Report every line of the listing below that contains the string "swimming", matching case exactly.

===============

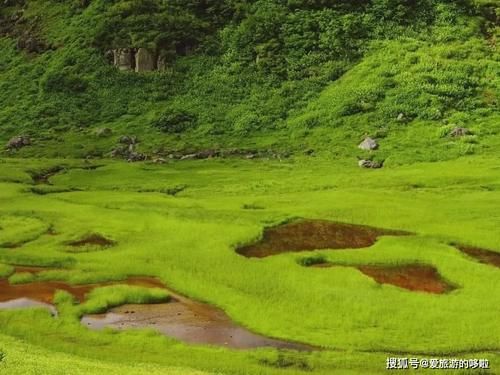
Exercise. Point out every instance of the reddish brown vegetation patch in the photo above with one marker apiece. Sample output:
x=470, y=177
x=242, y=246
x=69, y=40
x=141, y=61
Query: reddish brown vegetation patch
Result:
x=92, y=240
x=187, y=320
x=414, y=277
x=43, y=291
x=307, y=235
x=482, y=255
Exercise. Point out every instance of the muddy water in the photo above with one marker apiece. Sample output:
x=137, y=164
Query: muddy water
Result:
x=188, y=321
x=307, y=235
x=23, y=303
x=417, y=278
x=92, y=240
x=482, y=255
x=182, y=318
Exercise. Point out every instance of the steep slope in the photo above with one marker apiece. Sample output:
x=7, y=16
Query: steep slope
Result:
x=290, y=76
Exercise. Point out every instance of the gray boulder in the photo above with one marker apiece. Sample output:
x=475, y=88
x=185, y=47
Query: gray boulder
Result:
x=460, y=132
x=136, y=156
x=128, y=140
x=123, y=58
x=103, y=132
x=18, y=142
x=368, y=144
x=145, y=60
x=370, y=164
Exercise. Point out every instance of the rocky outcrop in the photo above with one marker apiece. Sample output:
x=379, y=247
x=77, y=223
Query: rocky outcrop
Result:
x=103, y=132
x=126, y=149
x=18, y=142
x=368, y=144
x=137, y=59
x=460, y=132
x=124, y=58
x=145, y=60
x=370, y=164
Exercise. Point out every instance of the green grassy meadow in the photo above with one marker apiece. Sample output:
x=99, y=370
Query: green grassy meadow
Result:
x=188, y=242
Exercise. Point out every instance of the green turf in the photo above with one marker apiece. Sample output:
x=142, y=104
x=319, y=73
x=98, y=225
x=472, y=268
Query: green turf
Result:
x=188, y=241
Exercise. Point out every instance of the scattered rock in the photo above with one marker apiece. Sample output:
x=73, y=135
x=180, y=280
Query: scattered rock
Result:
x=18, y=142
x=128, y=140
x=157, y=160
x=460, y=132
x=136, y=156
x=31, y=45
x=123, y=58
x=103, y=132
x=370, y=164
x=368, y=144
x=145, y=60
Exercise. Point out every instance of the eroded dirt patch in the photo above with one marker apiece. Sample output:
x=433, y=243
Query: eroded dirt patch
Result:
x=94, y=239
x=42, y=177
x=482, y=255
x=43, y=291
x=189, y=321
x=182, y=318
x=417, y=278
x=305, y=235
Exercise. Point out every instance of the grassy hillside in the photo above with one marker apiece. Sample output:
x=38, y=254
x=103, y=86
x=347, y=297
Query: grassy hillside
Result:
x=291, y=76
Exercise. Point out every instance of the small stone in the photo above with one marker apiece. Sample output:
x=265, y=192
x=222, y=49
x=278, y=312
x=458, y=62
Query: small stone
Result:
x=103, y=132
x=370, y=164
x=460, y=132
x=18, y=142
x=368, y=144
x=128, y=140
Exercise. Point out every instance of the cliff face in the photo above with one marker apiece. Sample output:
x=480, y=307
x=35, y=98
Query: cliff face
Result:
x=267, y=74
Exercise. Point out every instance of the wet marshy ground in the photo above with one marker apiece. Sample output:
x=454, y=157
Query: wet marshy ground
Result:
x=482, y=255
x=43, y=291
x=92, y=240
x=305, y=235
x=189, y=321
x=181, y=318
x=417, y=278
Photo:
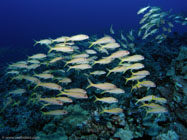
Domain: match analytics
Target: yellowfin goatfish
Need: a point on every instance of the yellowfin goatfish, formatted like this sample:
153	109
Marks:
77	95
114	91
140	73
38	56
77	60
136	77
103	61
103	86
44	75
157	110
64	99
103	40
43	42
52	86
118	54
111	30
52	101
134	66
55	112
75	90
112	45
133	58
114	111
116	69
79	37
17	91
142	10
65	80
60	39
61	49
98	73
80	67
107	100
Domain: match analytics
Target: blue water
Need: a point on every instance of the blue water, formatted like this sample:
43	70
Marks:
24	20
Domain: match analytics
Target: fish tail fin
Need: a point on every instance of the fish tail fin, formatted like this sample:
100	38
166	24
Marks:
69	69
44	106
61	93
109	71
96	99
127	79
137	101
35	86
50	49
36	42
66	64
90	83
91	45
103	110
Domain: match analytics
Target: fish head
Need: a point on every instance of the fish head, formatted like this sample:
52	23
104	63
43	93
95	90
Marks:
86	96
59	87
60	102
64	112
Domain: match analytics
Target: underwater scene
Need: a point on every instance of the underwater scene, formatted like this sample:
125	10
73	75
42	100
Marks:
93	70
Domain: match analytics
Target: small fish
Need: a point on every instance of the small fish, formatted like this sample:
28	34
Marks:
52	101
103	40
44	75
79	37
142	10
75	90
61	49
157	110
38	56
111	30
98	73
65	80
146	98
133	58
114	91
136	77
61	39
91	51
77	95
107	100
134	66
116	69
103	61
55	112
140	73
54	60
159	99
33	66
17	91
52	86
18	66
12	72
151	105
148	84
31	79
80	67
112	45
33	61
64	99
80	55
119	54
103	86
43	42
77	61
114	111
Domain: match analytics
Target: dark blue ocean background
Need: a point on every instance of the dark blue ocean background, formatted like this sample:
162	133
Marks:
21	21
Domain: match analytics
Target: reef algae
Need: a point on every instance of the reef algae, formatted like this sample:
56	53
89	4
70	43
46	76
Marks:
66	70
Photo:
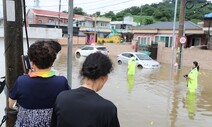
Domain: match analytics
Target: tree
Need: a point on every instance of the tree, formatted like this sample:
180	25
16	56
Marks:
64	11
79	11
147	10
148	20
98	13
111	15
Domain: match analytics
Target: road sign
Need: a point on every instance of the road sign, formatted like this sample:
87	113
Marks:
183	39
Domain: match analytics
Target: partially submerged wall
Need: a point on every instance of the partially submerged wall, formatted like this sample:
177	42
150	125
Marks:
203	57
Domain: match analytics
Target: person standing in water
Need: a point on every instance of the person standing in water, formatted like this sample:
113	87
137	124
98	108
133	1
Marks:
192	77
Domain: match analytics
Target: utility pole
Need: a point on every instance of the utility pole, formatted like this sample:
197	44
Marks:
70	40
59	14
95	30
180	33
13	41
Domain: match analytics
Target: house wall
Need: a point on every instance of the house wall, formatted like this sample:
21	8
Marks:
34	34
76	40
106	25
144	35
189	55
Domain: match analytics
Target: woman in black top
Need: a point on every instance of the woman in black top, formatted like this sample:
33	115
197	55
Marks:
83	107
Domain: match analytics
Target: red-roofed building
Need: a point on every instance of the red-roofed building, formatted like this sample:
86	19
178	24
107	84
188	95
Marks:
38	16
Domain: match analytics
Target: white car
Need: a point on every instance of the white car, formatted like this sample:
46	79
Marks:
142	60
88	49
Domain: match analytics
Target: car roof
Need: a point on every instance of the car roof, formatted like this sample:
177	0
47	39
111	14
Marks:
93	46
134	53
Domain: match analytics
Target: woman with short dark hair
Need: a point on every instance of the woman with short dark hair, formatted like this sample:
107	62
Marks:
192	77
83	107
36	92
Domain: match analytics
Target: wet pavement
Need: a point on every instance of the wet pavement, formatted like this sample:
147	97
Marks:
153	98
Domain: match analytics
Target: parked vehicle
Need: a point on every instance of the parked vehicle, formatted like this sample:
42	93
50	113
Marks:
88	49
142	60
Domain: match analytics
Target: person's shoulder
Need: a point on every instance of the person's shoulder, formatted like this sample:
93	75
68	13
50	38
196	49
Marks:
23	77
107	102
60	78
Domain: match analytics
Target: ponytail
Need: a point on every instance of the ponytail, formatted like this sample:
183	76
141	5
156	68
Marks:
196	65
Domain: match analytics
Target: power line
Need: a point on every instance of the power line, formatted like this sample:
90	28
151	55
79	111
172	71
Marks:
110	5
95	2
90	2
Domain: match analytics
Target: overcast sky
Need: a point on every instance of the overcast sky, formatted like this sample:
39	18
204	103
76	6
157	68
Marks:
89	6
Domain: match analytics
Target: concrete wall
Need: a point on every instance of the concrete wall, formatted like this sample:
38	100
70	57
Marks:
34	34
203	57
76	40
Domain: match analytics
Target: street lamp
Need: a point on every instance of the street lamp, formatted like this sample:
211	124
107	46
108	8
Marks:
173	34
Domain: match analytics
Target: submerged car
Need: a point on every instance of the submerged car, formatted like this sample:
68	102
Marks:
142	60
88	49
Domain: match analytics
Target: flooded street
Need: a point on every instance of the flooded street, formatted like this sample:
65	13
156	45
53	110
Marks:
153	98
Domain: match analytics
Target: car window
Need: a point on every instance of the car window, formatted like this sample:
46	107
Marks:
126	55
143	57
101	48
90	48
85	48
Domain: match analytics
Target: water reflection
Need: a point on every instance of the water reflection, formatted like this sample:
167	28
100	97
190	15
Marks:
190	104
131	83
156	98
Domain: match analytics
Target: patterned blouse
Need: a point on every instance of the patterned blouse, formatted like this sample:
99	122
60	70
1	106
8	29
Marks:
33	117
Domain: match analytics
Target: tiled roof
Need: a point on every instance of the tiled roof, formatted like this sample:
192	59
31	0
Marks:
53	13
169	25
208	15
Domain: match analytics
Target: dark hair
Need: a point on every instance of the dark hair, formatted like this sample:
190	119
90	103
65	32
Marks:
95	66
56	46
196	65
42	54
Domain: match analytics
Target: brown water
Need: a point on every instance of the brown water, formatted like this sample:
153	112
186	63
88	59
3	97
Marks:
153	98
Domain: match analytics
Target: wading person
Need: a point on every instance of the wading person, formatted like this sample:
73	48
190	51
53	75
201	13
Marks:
36	92
131	66
192	77
83	107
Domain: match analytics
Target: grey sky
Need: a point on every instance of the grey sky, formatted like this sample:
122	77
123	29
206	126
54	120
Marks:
89	6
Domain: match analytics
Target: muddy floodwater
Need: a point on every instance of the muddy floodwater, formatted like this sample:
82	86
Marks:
153	98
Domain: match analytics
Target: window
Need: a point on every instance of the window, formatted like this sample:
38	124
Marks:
166	39
144	40
103	24
51	20
87	48
126	55
39	21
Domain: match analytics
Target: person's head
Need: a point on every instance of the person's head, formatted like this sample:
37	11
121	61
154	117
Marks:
56	46
196	65
95	66
42	54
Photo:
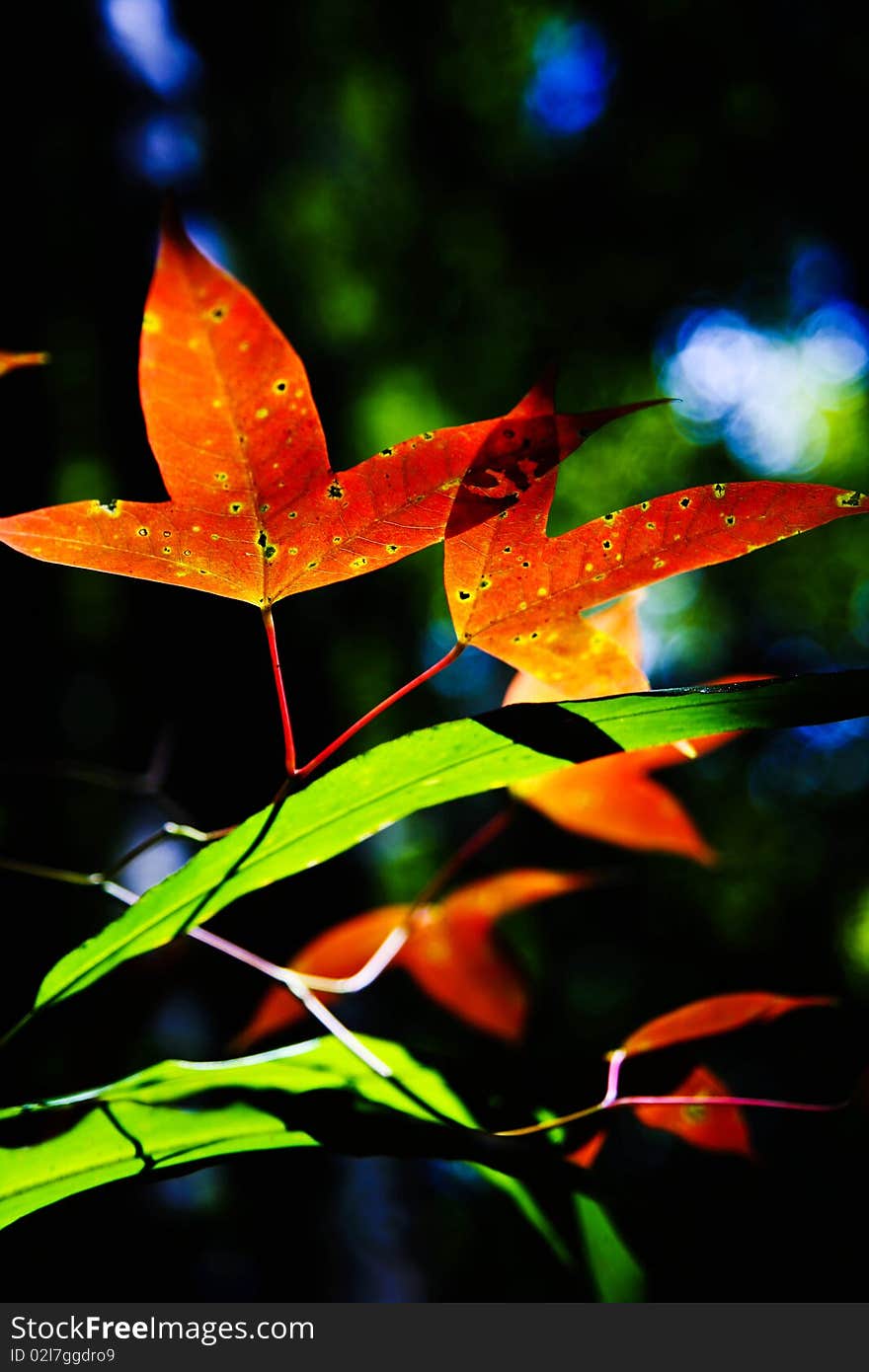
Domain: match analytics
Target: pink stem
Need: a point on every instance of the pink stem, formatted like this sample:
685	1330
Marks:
378	710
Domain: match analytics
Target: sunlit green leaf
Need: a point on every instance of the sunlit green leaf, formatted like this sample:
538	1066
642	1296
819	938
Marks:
426	769
615	1272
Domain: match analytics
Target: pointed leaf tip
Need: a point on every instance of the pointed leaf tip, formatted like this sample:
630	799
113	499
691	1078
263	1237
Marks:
718	1014
10	361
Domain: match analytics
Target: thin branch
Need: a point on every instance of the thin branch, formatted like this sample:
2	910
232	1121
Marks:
168	830
296	988
397	938
281	695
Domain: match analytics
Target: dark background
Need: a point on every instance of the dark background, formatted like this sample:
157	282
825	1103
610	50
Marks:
429	242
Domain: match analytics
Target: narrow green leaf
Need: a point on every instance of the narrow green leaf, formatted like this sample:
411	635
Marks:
615	1272
176	1114
426	769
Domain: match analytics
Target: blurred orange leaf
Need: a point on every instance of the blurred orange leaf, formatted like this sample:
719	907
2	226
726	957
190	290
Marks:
717	1128
10	361
521	595
449	953
256	509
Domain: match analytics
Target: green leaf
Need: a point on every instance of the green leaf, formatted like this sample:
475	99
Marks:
426	769
178	1112
615	1272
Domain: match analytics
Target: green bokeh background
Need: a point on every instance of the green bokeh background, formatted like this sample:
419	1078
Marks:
378	183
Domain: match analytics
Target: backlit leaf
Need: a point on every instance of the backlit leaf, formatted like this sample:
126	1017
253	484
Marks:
10	361
715	1128
184	1112
521	595
615	1272
430	767
449	953
256	510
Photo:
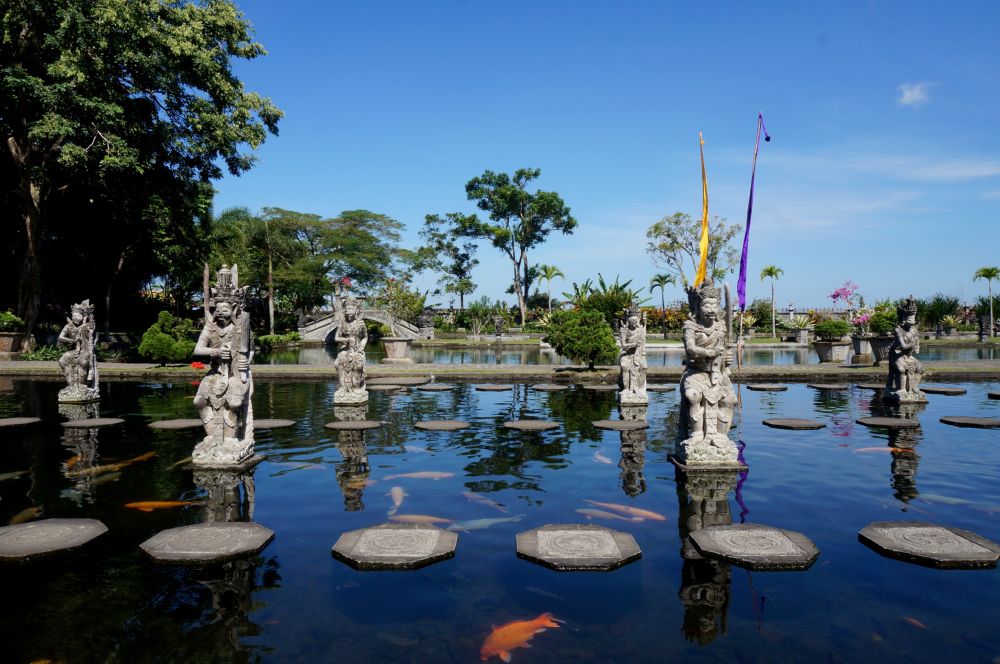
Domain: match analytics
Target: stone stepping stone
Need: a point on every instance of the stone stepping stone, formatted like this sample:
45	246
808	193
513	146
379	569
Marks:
930	545
972	422
93	422
621	425
353	425
176	424
395	546
18	421
888	422
942	389
272	424
406	381
756	547
442	425
793	424
577	547
27	541
206	543
531	425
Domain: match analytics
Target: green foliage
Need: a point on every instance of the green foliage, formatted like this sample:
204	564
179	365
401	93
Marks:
583	336
168	339
832	329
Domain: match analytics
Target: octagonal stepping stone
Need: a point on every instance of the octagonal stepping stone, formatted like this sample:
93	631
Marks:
943	389
577	547
272	423
395	546
405	381
972	422
888	422
27	541
531	425
353	425
621	425
793	424
756	547
93	422
442	425
206	543
18	421
930	545
176	424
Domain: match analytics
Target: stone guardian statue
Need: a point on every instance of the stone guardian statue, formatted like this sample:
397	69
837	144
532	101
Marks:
78	363
225	393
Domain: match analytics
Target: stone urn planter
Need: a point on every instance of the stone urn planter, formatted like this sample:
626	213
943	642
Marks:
832	351
397	350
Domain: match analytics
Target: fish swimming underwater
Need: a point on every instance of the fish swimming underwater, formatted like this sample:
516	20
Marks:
514	634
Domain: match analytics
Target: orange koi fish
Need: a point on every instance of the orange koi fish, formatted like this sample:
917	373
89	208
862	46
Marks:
514	634
422	475
628	510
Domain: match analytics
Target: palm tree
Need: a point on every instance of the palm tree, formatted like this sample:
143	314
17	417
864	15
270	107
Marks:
549	272
660	281
773	272
989	274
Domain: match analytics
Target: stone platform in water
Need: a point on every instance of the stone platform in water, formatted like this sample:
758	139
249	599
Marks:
793	423
207	543
93	422
621	425
756	547
577	547
27	541
888	422
930	545
442	425
531	425
395	546
972	422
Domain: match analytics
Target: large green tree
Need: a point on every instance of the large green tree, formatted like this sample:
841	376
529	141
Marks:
97	94
519	220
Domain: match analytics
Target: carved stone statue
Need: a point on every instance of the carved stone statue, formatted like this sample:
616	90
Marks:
905	371
707	407
352	337
225	393
78	363
632	359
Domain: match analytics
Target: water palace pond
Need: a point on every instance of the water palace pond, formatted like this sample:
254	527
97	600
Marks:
107	602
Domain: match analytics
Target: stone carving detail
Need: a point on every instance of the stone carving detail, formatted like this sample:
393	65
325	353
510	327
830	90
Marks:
632	358
707	407
352	337
78	363
224	398
905	370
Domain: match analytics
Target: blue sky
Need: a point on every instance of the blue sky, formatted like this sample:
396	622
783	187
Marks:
884	166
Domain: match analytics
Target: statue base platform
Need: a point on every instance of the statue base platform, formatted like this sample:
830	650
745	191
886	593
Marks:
79	394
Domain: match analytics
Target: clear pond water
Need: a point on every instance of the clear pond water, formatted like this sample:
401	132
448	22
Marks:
108	603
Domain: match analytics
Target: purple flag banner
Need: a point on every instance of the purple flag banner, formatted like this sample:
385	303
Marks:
741	285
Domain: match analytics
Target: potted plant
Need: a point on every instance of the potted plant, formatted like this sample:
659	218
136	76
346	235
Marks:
830	343
11	332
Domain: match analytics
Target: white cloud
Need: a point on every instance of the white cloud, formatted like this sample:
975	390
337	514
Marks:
913	94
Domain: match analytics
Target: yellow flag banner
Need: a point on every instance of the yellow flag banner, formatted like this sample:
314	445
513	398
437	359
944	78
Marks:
703	262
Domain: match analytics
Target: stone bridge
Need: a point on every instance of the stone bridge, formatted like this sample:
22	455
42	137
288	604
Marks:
324	328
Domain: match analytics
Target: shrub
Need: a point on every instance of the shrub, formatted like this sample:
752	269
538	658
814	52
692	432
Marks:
583	336
832	330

===============

**Task result**
Target: fish swimming underwater
Need: a point on every instance of the fish swimming underwater, formatted like this sample:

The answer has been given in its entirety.